Only an exact copy of the listing below will do.
--
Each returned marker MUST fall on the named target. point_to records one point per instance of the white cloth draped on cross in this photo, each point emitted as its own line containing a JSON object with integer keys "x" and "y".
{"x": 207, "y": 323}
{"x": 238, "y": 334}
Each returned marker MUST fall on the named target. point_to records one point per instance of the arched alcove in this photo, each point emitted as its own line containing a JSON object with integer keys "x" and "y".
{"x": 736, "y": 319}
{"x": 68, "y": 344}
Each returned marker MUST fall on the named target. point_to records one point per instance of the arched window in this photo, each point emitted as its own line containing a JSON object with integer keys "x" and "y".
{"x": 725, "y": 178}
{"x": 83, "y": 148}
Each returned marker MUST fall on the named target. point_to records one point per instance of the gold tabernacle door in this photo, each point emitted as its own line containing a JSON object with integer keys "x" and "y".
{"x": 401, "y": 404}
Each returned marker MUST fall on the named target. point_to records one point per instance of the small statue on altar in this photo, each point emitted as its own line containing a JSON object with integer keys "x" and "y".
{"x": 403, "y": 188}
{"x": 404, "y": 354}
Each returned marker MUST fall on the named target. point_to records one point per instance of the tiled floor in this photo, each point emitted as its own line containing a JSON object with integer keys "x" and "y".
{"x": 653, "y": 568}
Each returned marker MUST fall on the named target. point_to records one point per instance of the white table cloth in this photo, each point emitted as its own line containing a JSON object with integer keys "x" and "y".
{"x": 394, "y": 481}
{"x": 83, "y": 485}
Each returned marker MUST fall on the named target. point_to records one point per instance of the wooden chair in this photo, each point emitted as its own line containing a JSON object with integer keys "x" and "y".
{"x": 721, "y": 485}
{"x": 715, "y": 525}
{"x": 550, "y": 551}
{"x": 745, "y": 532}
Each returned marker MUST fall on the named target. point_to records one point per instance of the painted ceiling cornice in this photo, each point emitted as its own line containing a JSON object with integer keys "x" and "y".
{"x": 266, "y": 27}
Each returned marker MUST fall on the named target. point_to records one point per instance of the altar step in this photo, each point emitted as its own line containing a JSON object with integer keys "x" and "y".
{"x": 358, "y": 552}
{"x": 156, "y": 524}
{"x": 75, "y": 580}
--
Answer>
Each returned marker MUST fall on the named target. point_to records one point per instance of the white cloth draped on cross in this photo, each point emitted as its own line containing a JSON object with integer keys "x" and "y".
{"x": 207, "y": 323}
{"x": 238, "y": 334}
Each returned marker MUST fall on the named target. point_to records one point per instance of the arched alcove in this photo, each point emitted as its own line containing a JSON object with integer keys "x" and "y".
{"x": 736, "y": 319}
{"x": 68, "y": 344}
Each returned marker MUST fall on the named target. point_to records one point per instance of the arched window in this photo, each point emitted as its own line containing a JSON object with integer keys "x" and "y".
{"x": 725, "y": 178}
{"x": 83, "y": 148}
Each returned marker MUST fall on the named target. point_to records one point per instance of the gold tabernacle door in this photo, each point emitted as its own line containing a JSON object with integer keys "x" and "y".
{"x": 401, "y": 404}
Each returned marker MUST fall on the named target. point_to records one point per instance of the small statue on altar in this photo, each point emitted as its own line containing a JSON object with integer keys "x" and "y".
{"x": 403, "y": 188}
{"x": 404, "y": 354}
Each returned marker MUST fall on the named target. point_to records one point per instance of the tiled floor in this photo, each point emitted as its own line containing a JSON object with integer keys "x" and "y".
{"x": 653, "y": 568}
Each returned marker MUST fall on the named target. point_to records one point per instance of the white table cloth in this photo, each point emitted as its own line containing a JSON object with integer keys "x" and "y".
{"x": 394, "y": 481}
{"x": 83, "y": 485}
Each returned marker MUST fall on the named target. point_to records one point per instance of the wooden chair in this photo, each point emitted as its own line containing a JSON object with integer keys "x" and "y".
{"x": 721, "y": 485}
{"x": 715, "y": 525}
{"x": 550, "y": 551}
{"x": 745, "y": 532}
Each returned marker MUST fall on the named target. point_to records one point per instance of the painted ceiling cornice in this photo, each point emitted as its own line containing a JSON object with integer keys "x" and "y".
{"x": 266, "y": 27}
Each returned marker MUST fall on the named target. point_to records one point per instance of the altar step in this photo, each point emitted as its own line containing a JSON object with integer keys "x" and "y".
{"x": 358, "y": 552}
{"x": 156, "y": 524}
{"x": 75, "y": 580}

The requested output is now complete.